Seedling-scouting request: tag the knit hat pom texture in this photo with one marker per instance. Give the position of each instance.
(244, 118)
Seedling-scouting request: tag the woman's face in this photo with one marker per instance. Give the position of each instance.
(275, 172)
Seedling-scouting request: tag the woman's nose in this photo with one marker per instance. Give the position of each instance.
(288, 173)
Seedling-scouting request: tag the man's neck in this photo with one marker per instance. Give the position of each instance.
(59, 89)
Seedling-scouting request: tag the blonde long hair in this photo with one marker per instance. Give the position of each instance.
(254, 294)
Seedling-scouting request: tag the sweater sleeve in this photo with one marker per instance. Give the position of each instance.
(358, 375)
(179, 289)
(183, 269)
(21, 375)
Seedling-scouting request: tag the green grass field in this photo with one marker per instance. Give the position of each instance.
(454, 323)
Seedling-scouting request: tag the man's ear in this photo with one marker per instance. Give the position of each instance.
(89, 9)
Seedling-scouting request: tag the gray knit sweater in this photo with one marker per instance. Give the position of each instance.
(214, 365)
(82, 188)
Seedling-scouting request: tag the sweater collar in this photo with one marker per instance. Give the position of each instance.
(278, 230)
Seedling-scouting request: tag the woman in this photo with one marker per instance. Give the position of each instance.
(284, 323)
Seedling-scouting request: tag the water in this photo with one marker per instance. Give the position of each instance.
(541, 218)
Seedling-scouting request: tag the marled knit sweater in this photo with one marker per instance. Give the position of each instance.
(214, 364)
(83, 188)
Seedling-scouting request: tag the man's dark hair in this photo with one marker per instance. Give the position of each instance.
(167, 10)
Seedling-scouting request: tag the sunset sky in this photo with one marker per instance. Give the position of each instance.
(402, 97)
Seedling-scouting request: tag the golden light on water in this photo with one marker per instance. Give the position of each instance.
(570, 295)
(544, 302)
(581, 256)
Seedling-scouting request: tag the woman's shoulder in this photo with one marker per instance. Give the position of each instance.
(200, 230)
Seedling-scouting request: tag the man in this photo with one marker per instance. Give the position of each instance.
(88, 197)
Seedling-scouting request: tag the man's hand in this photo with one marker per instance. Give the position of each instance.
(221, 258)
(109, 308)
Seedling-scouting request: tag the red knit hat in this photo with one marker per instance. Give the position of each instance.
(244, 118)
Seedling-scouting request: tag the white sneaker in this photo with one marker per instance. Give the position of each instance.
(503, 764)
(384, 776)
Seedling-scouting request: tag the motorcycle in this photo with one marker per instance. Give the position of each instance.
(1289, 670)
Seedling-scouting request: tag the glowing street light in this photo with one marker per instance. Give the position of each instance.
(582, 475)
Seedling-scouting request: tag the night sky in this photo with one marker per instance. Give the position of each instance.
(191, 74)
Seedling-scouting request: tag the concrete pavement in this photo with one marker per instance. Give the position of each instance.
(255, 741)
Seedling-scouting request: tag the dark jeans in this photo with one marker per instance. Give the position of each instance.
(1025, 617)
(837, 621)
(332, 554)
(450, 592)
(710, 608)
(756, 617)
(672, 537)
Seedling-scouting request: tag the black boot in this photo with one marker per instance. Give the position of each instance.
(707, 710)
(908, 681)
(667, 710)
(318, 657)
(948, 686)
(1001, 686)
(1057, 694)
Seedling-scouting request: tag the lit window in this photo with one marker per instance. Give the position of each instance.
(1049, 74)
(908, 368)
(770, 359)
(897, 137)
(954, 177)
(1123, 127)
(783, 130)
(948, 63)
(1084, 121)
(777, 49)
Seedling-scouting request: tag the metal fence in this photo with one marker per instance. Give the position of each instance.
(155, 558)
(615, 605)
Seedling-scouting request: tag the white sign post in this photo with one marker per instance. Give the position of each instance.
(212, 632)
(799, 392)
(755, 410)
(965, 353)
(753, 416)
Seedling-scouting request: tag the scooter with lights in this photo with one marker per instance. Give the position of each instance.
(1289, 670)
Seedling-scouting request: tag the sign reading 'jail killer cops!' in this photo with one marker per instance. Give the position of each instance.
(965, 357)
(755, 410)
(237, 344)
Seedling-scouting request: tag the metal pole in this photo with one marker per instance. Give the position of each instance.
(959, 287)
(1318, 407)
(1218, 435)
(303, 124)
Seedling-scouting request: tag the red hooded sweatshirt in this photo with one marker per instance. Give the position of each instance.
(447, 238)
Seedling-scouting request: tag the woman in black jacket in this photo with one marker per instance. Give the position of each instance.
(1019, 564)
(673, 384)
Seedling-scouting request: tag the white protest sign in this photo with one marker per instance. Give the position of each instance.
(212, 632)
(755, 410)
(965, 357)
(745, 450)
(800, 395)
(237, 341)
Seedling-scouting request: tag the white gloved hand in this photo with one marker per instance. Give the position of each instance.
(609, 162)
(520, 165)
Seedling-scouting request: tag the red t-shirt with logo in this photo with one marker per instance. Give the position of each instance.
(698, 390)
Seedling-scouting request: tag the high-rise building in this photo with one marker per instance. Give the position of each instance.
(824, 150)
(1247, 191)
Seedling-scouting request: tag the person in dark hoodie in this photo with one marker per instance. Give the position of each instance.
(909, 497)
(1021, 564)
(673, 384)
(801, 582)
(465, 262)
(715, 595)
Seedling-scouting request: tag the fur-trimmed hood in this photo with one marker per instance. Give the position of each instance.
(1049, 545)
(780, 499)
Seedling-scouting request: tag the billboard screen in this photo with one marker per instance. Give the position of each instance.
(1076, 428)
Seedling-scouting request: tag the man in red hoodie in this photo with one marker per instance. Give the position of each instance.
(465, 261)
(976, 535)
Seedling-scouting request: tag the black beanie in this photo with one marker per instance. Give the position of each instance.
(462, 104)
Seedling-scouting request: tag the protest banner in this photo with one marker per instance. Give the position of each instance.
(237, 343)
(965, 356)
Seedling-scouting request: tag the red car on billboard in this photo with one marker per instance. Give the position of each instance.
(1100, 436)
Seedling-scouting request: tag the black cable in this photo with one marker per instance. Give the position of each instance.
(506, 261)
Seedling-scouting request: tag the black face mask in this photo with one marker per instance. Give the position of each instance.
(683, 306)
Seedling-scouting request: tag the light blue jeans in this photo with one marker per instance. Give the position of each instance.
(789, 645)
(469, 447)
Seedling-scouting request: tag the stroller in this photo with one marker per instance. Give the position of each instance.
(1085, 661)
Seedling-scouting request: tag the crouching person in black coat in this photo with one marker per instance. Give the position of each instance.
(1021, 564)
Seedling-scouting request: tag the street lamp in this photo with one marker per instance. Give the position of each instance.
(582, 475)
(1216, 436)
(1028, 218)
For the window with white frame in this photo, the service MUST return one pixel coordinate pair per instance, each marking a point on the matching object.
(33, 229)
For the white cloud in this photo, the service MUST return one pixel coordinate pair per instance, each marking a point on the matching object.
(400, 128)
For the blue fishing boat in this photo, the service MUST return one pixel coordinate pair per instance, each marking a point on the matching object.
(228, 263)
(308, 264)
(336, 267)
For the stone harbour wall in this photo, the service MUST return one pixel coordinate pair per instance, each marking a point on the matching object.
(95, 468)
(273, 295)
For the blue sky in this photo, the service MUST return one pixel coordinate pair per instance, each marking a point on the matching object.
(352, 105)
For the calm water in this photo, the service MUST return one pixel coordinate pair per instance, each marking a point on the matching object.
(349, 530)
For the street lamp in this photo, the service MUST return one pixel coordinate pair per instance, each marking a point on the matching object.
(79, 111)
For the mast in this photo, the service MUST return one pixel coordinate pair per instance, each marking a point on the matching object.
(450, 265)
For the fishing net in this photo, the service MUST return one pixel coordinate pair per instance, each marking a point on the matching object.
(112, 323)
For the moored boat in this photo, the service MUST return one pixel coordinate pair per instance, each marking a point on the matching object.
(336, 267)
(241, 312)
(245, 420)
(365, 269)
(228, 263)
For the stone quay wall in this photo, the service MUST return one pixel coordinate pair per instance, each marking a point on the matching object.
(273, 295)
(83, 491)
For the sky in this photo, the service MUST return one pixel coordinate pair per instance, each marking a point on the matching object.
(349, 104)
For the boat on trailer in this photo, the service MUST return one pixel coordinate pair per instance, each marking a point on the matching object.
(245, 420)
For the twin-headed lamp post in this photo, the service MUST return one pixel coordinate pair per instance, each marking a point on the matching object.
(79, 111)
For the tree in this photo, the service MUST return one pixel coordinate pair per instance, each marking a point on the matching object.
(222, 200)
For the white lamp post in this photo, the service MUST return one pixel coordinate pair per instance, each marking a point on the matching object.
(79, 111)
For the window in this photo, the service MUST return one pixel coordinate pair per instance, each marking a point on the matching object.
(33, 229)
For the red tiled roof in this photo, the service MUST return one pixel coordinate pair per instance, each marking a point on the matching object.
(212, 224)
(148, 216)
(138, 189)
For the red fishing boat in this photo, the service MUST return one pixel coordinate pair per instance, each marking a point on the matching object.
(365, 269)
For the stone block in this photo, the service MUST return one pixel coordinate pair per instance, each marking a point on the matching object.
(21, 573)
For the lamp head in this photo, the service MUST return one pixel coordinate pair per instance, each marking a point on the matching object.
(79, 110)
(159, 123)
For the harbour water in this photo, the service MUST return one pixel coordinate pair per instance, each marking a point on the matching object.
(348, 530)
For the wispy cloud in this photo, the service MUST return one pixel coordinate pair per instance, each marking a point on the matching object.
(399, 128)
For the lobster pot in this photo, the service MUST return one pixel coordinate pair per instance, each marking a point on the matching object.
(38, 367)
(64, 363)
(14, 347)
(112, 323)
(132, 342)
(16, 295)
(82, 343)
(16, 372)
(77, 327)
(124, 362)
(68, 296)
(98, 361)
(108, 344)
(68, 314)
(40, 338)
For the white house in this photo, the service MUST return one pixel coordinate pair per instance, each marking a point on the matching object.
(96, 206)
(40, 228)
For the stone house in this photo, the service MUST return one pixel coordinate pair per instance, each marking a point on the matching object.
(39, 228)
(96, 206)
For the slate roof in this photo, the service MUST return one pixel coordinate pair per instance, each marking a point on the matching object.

--- ЗАДАНИЕ ---
Воспроизведите без изменений фрагмент данных: начните со строки, в которой есть «Seedling-scouting request: tag the high-rise», и остановитесь после строки, содержащей «(1076, 428)».

--- РЕЗУЛЬТАТ ---
Seedling-scouting request: tag the high-rise building in this photo with one marker per instance. Give the position of each instance.
(824, 150)
(1247, 191)
Seedling-scouting request: tag the person in dark hoodie in this photo with one marker per instance. Give the position of each instance.
(909, 497)
(1021, 564)
(673, 384)
(801, 582)
(465, 262)
(715, 595)
Seedling-scouting request: tag the fur-trimmed hood in this photo with one marker per instance. Give the position of each instance.
(1049, 545)
(780, 499)
Seedling-scouting request: tag the billboard screen in this photo with one marker per instance. Give the position of each instance.
(1076, 428)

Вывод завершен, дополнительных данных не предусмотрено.